* **Task details**:
Locate each row below containing the word "helmet" and copy those rows.

* **Rows**:
******************************

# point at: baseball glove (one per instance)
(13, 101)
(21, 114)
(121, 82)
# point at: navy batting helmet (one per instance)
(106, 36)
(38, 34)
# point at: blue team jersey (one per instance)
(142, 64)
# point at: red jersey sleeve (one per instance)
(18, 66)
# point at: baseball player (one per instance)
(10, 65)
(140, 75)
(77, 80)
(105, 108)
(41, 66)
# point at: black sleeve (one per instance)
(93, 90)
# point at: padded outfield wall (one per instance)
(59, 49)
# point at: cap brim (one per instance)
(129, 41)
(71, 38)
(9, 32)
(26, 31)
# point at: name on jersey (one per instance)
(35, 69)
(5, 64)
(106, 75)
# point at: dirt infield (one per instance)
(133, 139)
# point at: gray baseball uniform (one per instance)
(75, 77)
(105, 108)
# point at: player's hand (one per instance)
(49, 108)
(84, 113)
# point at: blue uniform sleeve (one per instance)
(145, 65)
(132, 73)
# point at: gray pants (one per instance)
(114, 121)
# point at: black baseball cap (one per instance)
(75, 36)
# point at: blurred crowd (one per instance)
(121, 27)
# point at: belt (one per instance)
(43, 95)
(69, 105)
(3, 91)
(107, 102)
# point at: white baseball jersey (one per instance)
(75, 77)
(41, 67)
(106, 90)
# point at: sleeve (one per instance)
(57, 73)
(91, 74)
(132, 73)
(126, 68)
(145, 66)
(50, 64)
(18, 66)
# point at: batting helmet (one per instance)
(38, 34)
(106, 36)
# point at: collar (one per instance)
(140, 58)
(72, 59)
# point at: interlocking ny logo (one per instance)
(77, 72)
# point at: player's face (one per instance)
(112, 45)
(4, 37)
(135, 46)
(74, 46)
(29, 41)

******************************

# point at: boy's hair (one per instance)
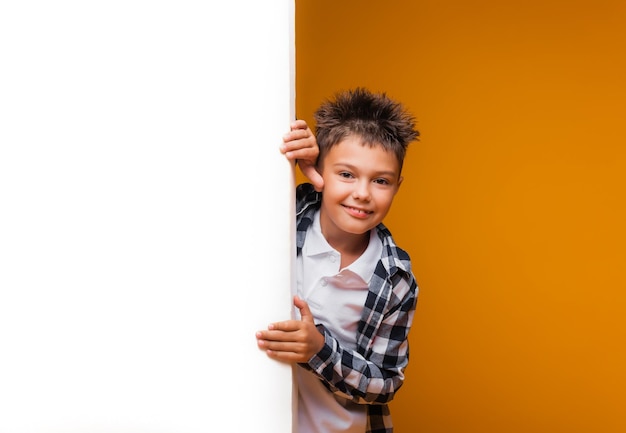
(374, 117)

******************************

* **Correct response**:
# point at: navy batting helmet (one per instance)
# point at: batting helmet (one per instance)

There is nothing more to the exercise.